(Extracted records)
.....
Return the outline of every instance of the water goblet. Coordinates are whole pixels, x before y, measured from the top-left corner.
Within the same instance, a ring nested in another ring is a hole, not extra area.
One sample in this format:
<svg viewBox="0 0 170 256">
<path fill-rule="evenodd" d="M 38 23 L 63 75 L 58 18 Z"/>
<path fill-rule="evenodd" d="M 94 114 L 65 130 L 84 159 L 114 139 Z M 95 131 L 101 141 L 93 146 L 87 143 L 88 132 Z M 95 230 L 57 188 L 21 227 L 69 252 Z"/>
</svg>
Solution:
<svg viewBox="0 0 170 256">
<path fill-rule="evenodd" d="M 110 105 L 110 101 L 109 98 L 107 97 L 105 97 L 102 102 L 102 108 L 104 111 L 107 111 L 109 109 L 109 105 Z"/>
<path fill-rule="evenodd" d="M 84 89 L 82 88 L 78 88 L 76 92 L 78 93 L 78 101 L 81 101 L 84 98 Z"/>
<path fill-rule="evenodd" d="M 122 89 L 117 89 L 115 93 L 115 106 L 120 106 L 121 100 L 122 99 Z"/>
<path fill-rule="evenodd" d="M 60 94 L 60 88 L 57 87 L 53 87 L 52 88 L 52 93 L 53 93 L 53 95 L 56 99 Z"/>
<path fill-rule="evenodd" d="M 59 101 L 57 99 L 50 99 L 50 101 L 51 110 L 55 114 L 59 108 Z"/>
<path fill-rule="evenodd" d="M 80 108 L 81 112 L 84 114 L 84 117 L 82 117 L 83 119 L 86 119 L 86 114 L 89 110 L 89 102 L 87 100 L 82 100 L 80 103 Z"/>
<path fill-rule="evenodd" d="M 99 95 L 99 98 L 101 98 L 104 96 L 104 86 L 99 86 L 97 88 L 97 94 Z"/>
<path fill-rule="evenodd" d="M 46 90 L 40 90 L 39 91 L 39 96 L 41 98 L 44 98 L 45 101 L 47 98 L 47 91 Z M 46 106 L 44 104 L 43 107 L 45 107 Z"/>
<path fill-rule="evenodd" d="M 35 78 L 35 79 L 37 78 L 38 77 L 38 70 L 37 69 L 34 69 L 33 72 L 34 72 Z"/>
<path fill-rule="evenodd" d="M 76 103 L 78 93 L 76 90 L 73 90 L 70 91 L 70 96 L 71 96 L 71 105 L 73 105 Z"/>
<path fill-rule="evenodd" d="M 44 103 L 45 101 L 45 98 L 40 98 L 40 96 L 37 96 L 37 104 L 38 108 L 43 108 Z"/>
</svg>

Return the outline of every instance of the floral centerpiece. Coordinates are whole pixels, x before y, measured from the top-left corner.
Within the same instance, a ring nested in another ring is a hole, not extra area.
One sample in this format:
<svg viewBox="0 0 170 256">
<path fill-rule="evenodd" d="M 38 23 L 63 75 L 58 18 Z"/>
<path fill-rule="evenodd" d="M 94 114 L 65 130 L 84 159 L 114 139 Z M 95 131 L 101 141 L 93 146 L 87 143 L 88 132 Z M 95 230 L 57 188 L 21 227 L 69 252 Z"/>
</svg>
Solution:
.....
Exercise description:
Change every "water goblet" in these lines to "wine glass", and give all of the lines again with nothing else altered.

The completed task:
Return the outline of every instance of the wine glass. Coordinates are whole pixels, x before y, measured from the top-left corner.
Within the same instance, a ring nested in another ring is a hole, not extra area.
One sample in this format:
<svg viewBox="0 0 170 256">
<path fill-rule="evenodd" d="M 38 23 L 63 75 L 58 18 Z"/>
<path fill-rule="evenodd" d="M 94 114 L 65 130 L 84 159 L 114 139 Z M 95 131 L 101 141 L 93 146 L 87 143 L 88 132 Z M 95 230 L 57 188 L 21 227 L 69 252 Z"/>
</svg>
Solution:
<svg viewBox="0 0 170 256">
<path fill-rule="evenodd" d="M 110 105 L 110 101 L 109 98 L 107 97 L 105 97 L 102 102 L 102 108 L 104 111 L 107 111 L 109 109 L 109 105 Z"/>
<path fill-rule="evenodd" d="M 84 89 L 82 88 L 78 88 L 76 92 L 78 93 L 78 101 L 81 101 L 84 98 Z"/>
<path fill-rule="evenodd" d="M 122 89 L 117 89 L 115 93 L 115 106 L 120 106 L 121 100 L 122 99 Z"/>
<path fill-rule="evenodd" d="M 60 94 L 60 88 L 57 87 L 53 87 L 52 88 L 52 93 L 53 93 L 53 95 L 56 99 Z"/>
<path fill-rule="evenodd" d="M 59 101 L 57 99 L 50 99 L 50 101 L 51 110 L 55 114 L 59 108 Z"/>
<path fill-rule="evenodd" d="M 80 108 L 81 112 L 84 114 L 84 117 L 82 117 L 83 119 L 86 119 L 86 114 L 89 110 L 89 102 L 87 100 L 82 100 L 80 103 Z"/>
<path fill-rule="evenodd" d="M 99 95 L 99 98 L 101 98 L 104 96 L 104 86 L 99 86 L 97 88 L 97 94 Z"/>
<path fill-rule="evenodd" d="M 46 90 L 40 90 L 39 91 L 39 96 L 41 98 L 44 98 L 45 101 L 47 98 L 47 91 Z M 46 106 L 44 104 L 43 107 L 45 107 Z"/>
<path fill-rule="evenodd" d="M 35 78 L 35 79 L 37 78 L 38 77 L 38 70 L 37 69 L 34 69 L 33 72 L 34 72 Z"/>
<path fill-rule="evenodd" d="M 76 103 L 78 93 L 76 90 L 73 90 L 70 91 L 70 96 L 71 96 L 71 105 L 73 105 Z"/>
<path fill-rule="evenodd" d="M 44 103 L 45 101 L 45 98 L 40 98 L 40 96 L 37 96 L 37 104 L 38 108 L 43 108 Z"/>
</svg>

Return the outline of every instance of the floral centerpiece. Coordinates are whole pixels, x before y, measured from the top-left corner.
Within the same instance, a ring nested in another ring is a hole, not extra area.
One sample in this format:
<svg viewBox="0 0 170 256">
<path fill-rule="evenodd" d="M 38 23 L 63 75 L 58 18 Z"/>
<path fill-rule="evenodd" d="M 94 114 L 65 130 L 84 159 L 114 139 Z M 95 131 L 101 141 L 93 146 L 87 143 L 88 132 Z M 95 230 L 57 188 L 21 227 L 69 252 Z"/>
</svg>
Solution:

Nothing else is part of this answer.